**SHORT EXERCISE**
Copy out everything starting at the beginning of the items and ending at the line that contains "193), (89, 191)]]", shifting every coordinate in the outlines given as answers by -31 and leaving all other text unchanged. Leave the pictures out.

**RECORDS FOR PROCESSING**

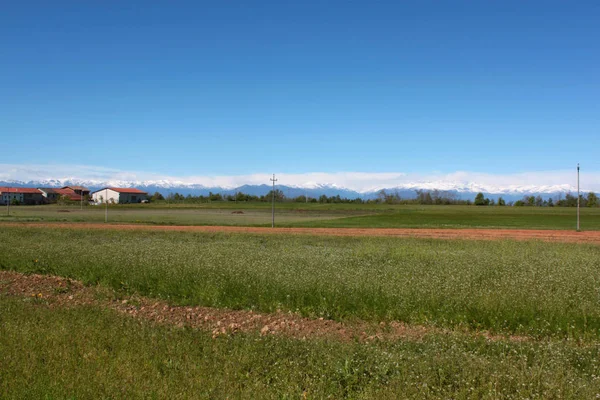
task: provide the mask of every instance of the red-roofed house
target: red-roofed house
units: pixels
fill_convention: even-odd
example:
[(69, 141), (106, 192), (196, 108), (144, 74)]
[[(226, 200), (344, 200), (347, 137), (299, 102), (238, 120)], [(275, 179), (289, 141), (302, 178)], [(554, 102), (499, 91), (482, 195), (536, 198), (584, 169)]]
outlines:
[(44, 196), (36, 188), (9, 188), (0, 187), (0, 204), (6, 205), (17, 202), (18, 204), (42, 204)]
[(148, 193), (134, 188), (104, 188), (92, 193), (95, 203), (141, 203), (148, 199)]
[[(76, 193), (73, 189), (66, 186), (62, 189), (56, 188), (38, 188), (42, 195), (46, 198), (46, 202), (55, 203), (61, 198), (66, 198), (71, 201), (81, 201), (81, 195)], [(88, 191), (89, 193), (89, 191)]]

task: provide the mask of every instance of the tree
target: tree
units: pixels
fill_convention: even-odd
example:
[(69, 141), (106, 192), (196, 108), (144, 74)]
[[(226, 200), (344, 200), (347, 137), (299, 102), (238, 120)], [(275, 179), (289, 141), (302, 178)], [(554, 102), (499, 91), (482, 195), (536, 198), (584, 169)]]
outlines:
[(598, 196), (596, 196), (596, 193), (594, 193), (594, 192), (588, 193), (587, 206), (588, 207), (597, 207), (598, 206)]
[(164, 199), (165, 199), (165, 197), (162, 194), (160, 194), (159, 192), (154, 192), (152, 197), (150, 197), (151, 201), (164, 200)]
[[(486, 202), (487, 200), (487, 202)], [(475, 201), (473, 202), (476, 206), (486, 206), (490, 203), (489, 199), (486, 199), (483, 196), (483, 193), (479, 192), (477, 193), (477, 196), (475, 196)]]

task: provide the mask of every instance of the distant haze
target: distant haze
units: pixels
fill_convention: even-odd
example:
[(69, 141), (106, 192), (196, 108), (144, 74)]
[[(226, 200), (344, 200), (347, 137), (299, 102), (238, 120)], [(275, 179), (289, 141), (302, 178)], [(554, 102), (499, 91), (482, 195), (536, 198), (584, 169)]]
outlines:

**RESULT OF THE EXERCISE**
task: provide the mask of every instance of the red-roofed house
target: red-roofed house
units: pixels
fill_convention: even-odd
example:
[(69, 141), (106, 192), (196, 108), (144, 74)]
[[(226, 200), (344, 200), (347, 137), (299, 102), (238, 120)], [(275, 179), (289, 141), (302, 178)], [(554, 102), (499, 91), (482, 195), (536, 198), (584, 169)]]
outlines:
[(13, 165), (5, 157), (-22, 157), (-31, 156), (-31, 173), (-25, 174), (-14, 171), (-13, 173), (11, 173)]
[(117, 162), (103, 157), (73, 157), (61, 162), (64, 172), (110, 172), (117, 168)]
[[(45, 162), (42, 158), (35, 155), (31, 158), (25, 157), (7, 157), (11, 164), (15, 167), (15, 171), (24, 172), (30, 167), (35, 167), (40, 170), (50, 170), (50, 164)], [(57, 160), (58, 162), (58, 160)]]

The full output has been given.